■ Task statement ■
Return only the lines starting at the line that contains "Expected behaviour: the pointer locates the girl" and ending with the final line of the listing; include both endpoints.

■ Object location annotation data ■
______________________________

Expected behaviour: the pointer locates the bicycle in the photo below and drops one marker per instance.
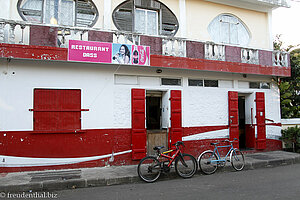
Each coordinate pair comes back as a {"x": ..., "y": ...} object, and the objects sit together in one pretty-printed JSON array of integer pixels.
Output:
[
  {"x": 150, "y": 167},
  {"x": 209, "y": 160}
]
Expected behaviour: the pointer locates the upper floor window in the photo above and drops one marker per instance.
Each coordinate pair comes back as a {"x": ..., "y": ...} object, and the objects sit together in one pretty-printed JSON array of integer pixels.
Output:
[
  {"x": 146, "y": 21},
  {"x": 63, "y": 12},
  {"x": 145, "y": 16},
  {"x": 228, "y": 29}
]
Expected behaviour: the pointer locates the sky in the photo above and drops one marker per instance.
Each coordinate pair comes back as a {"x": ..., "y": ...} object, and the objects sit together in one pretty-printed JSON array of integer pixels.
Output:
[{"x": 286, "y": 22}]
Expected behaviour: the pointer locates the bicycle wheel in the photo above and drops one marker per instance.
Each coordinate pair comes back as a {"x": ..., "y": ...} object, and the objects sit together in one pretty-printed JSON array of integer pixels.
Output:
[
  {"x": 205, "y": 162},
  {"x": 149, "y": 169},
  {"x": 237, "y": 159},
  {"x": 186, "y": 166}
]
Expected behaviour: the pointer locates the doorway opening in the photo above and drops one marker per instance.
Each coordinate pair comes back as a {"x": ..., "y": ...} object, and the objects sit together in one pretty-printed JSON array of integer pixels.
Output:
[
  {"x": 155, "y": 114},
  {"x": 242, "y": 122}
]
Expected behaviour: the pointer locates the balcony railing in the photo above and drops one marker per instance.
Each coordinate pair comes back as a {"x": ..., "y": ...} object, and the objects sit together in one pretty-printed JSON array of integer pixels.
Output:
[{"x": 20, "y": 32}]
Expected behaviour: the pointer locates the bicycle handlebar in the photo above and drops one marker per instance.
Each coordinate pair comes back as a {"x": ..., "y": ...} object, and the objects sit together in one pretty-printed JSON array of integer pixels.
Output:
[
  {"x": 178, "y": 143},
  {"x": 229, "y": 140}
]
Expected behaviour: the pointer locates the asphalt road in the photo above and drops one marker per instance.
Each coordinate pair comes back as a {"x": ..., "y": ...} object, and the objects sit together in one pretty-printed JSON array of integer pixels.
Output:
[{"x": 268, "y": 183}]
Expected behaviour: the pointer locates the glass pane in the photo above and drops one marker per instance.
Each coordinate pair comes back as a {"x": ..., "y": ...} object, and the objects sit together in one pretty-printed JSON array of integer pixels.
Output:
[
  {"x": 254, "y": 85},
  {"x": 211, "y": 83},
  {"x": 224, "y": 32},
  {"x": 66, "y": 13},
  {"x": 152, "y": 22},
  {"x": 140, "y": 21},
  {"x": 170, "y": 81},
  {"x": 32, "y": 10},
  {"x": 51, "y": 12},
  {"x": 194, "y": 82},
  {"x": 234, "y": 34},
  {"x": 59, "y": 12},
  {"x": 265, "y": 85}
]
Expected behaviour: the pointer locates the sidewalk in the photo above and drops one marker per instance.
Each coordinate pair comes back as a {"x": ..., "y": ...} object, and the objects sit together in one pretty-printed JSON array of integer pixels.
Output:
[{"x": 93, "y": 177}]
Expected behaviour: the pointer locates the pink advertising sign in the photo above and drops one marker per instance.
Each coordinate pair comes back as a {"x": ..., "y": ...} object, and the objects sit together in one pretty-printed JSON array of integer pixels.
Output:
[
  {"x": 89, "y": 51},
  {"x": 101, "y": 52}
]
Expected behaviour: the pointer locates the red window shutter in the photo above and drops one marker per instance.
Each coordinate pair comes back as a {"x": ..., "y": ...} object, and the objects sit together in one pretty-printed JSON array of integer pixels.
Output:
[
  {"x": 57, "y": 109},
  {"x": 233, "y": 118},
  {"x": 176, "y": 117},
  {"x": 260, "y": 120},
  {"x": 138, "y": 116}
]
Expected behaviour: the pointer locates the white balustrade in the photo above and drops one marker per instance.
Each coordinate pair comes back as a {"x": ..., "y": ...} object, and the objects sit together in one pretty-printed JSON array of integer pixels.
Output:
[
  {"x": 174, "y": 47},
  {"x": 126, "y": 38},
  {"x": 17, "y": 32},
  {"x": 214, "y": 51},
  {"x": 249, "y": 56},
  {"x": 280, "y": 59}
]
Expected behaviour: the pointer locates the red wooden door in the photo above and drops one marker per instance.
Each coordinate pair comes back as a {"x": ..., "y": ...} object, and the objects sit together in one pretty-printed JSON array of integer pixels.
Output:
[
  {"x": 57, "y": 109},
  {"x": 260, "y": 121},
  {"x": 176, "y": 117},
  {"x": 233, "y": 111},
  {"x": 139, "y": 136}
]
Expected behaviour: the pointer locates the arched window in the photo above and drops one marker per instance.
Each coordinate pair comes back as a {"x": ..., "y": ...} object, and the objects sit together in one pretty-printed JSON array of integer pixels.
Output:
[
  {"x": 63, "y": 12},
  {"x": 145, "y": 16},
  {"x": 228, "y": 29}
]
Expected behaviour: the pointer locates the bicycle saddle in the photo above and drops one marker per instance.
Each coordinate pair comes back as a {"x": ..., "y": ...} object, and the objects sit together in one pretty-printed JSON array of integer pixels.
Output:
[{"x": 158, "y": 148}]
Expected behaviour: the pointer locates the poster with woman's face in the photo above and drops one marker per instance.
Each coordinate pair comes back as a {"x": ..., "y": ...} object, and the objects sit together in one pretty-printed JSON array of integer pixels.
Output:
[
  {"x": 121, "y": 53},
  {"x": 101, "y": 52}
]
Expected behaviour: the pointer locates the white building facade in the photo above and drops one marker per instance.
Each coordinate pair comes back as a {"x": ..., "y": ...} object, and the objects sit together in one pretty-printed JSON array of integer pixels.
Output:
[{"x": 212, "y": 75}]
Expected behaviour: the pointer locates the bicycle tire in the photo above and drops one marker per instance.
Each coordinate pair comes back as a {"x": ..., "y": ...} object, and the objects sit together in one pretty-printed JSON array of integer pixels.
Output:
[
  {"x": 237, "y": 159},
  {"x": 149, "y": 169},
  {"x": 186, "y": 166},
  {"x": 205, "y": 164}
]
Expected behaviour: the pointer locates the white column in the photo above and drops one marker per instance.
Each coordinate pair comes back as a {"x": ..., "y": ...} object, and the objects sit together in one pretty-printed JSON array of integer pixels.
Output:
[
  {"x": 270, "y": 27},
  {"x": 5, "y": 8},
  {"x": 107, "y": 14},
  {"x": 182, "y": 19}
]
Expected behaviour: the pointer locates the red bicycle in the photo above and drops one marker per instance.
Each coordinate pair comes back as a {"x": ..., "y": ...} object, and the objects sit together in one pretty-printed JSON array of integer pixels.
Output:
[{"x": 150, "y": 167}]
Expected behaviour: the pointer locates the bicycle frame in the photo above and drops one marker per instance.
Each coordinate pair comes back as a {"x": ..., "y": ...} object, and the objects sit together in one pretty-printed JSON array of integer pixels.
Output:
[
  {"x": 216, "y": 151},
  {"x": 170, "y": 158}
]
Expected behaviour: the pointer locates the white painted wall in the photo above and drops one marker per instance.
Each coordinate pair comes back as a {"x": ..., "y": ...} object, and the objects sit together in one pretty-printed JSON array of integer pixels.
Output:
[{"x": 109, "y": 99}]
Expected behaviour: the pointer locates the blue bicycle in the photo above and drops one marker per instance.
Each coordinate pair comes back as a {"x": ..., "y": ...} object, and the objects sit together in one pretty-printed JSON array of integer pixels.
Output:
[{"x": 209, "y": 161}]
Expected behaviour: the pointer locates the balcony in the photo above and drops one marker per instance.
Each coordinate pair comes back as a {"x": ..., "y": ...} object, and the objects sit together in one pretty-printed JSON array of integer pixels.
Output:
[{"x": 19, "y": 38}]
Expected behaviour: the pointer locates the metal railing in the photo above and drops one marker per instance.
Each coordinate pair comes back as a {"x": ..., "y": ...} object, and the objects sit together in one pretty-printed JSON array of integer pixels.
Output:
[
  {"x": 214, "y": 51},
  {"x": 280, "y": 58},
  {"x": 249, "y": 56},
  {"x": 18, "y": 32}
]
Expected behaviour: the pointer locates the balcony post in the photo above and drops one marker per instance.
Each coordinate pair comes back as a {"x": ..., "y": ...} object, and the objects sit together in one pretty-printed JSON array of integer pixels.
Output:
[
  {"x": 12, "y": 35},
  {"x": 2, "y": 25}
]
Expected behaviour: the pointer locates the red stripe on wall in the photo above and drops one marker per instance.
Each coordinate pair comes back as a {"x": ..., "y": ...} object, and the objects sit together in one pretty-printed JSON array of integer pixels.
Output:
[
  {"x": 55, "y": 53},
  {"x": 201, "y": 129},
  {"x": 221, "y": 66}
]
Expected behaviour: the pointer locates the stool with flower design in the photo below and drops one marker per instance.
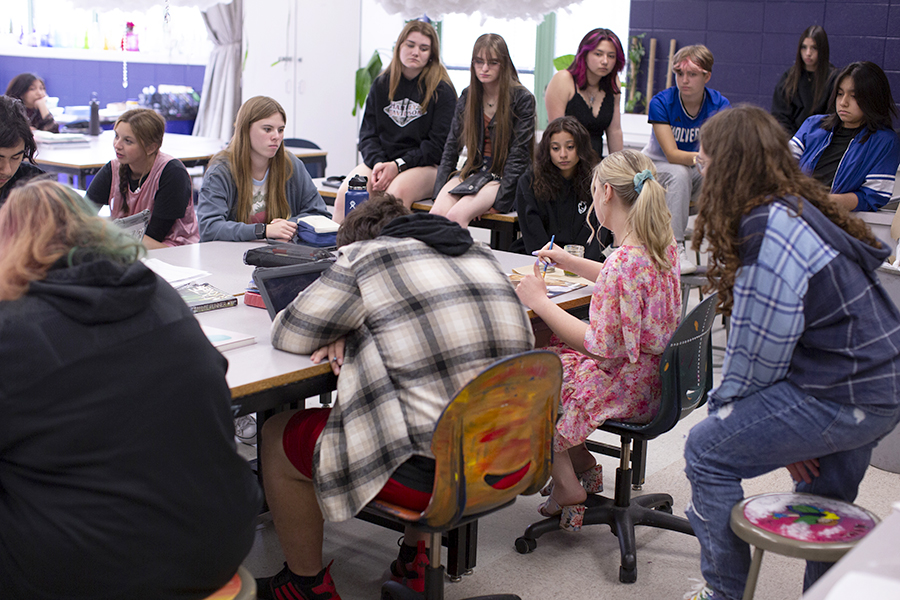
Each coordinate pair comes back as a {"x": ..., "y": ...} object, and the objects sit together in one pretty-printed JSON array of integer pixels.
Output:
[{"x": 799, "y": 525}]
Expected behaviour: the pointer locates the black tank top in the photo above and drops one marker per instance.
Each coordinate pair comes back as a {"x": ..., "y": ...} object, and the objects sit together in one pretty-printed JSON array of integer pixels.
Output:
[{"x": 596, "y": 126}]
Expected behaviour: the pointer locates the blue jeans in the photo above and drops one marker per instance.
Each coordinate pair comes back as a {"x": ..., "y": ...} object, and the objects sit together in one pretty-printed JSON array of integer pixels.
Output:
[{"x": 760, "y": 433}]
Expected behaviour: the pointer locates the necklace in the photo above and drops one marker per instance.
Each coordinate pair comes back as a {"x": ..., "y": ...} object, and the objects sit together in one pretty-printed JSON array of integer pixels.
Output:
[{"x": 141, "y": 182}]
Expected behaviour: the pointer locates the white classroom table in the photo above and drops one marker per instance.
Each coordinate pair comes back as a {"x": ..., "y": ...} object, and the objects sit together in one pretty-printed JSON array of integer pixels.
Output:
[
  {"x": 256, "y": 371},
  {"x": 82, "y": 160}
]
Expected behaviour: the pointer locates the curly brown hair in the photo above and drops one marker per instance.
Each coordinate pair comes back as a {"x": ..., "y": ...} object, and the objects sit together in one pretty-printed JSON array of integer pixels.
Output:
[
  {"x": 548, "y": 179},
  {"x": 750, "y": 165}
]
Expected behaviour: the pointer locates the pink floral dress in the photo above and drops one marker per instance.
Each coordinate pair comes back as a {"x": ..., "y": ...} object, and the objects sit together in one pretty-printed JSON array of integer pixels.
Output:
[{"x": 635, "y": 309}]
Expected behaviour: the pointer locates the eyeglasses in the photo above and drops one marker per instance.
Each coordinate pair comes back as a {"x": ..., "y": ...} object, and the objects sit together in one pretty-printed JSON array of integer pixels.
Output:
[
  {"x": 479, "y": 62},
  {"x": 689, "y": 74}
]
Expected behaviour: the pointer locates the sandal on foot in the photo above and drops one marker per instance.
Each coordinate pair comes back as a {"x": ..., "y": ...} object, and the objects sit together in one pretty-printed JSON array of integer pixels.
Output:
[
  {"x": 591, "y": 480},
  {"x": 571, "y": 517}
]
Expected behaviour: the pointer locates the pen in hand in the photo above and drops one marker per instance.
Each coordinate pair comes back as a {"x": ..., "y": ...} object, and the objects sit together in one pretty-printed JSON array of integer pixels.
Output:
[{"x": 547, "y": 263}]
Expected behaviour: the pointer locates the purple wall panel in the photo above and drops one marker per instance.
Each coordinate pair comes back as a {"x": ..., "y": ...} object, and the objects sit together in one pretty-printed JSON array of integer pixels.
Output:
[
  {"x": 736, "y": 16},
  {"x": 755, "y": 41}
]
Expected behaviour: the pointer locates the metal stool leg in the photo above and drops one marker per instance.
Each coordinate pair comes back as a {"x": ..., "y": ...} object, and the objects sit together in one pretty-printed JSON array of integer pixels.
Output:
[{"x": 753, "y": 574}]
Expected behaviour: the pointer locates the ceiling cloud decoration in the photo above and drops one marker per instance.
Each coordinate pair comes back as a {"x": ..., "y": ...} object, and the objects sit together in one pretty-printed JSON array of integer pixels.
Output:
[
  {"x": 126, "y": 5},
  {"x": 500, "y": 9}
]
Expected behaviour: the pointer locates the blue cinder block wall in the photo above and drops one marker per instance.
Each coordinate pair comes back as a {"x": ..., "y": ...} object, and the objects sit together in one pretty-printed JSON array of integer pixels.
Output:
[
  {"x": 73, "y": 81},
  {"x": 754, "y": 41}
]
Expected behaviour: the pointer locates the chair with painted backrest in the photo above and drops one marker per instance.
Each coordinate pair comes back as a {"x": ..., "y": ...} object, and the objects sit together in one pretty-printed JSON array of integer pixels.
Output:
[
  {"x": 492, "y": 443},
  {"x": 315, "y": 168},
  {"x": 686, "y": 374}
]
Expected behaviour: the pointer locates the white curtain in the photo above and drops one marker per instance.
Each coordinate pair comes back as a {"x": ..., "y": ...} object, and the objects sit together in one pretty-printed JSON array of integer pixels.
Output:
[{"x": 221, "y": 96}]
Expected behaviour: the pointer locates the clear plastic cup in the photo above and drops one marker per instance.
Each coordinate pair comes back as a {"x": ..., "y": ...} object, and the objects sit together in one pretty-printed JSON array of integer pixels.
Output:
[{"x": 575, "y": 250}]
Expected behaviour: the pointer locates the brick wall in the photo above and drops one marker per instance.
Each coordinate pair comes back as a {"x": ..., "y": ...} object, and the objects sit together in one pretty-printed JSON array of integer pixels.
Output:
[{"x": 754, "y": 41}]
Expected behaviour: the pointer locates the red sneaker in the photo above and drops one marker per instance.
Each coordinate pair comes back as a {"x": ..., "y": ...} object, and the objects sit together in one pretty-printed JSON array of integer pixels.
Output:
[
  {"x": 284, "y": 586},
  {"x": 412, "y": 574}
]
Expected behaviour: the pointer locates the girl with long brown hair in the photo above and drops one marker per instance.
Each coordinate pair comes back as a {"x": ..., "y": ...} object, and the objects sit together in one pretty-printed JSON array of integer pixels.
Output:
[
  {"x": 812, "y": 366},
  {"x": 804, "y": 89},
  {"x": 611, "y": 364},
  {"x": 853, "y": 150},
  {"x": 254, "y": 186},
  {"x": 143, "y": 177},
  {"x": 406, "y": 121},
  {"x": 494, "y": 122},
  {"x": 554, "y": 196}
]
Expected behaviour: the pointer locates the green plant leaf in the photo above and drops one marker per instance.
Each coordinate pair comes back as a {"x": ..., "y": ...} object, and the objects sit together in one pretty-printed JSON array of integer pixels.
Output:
[
  {"x": 364, "y": 78},
  {"x": 563, "y": 62}
]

______________________________

■ The output ■
Expected behaviour: the pointer locates the girl with long brown hair in the photo above and drops one marker per instance.
Each coordinate pair comes back as a {"x": ..., "y": ...} object, and the objects sit together in one pretty-printed JSON array of integer pixels.
Output:
[
  {"x": 812, "y": 366},
  {"x": 804, "y": 89},
  {"x": 611, "y": 364},
  {"x": 853, "y": 150},
  {"x": 254, "y": 186},
  {"x": 143, "y": 177},
  {"x": 406, "y": 121},
  {"x": 494, "y": 122},
  {"x": 554, "y": 196}
]
Expected behaviour: the pointer locates the green plant leaf in the photo above and drops one marker per instance.
Each coordinate pair comes back as a {"x": ..., "y": ...} object, and the objects sit together in one pretty-printed JSON array of integer pixels.
Output:
[
  {"x": 364, "y": 78},
  {"x": 563, "y": 62}
]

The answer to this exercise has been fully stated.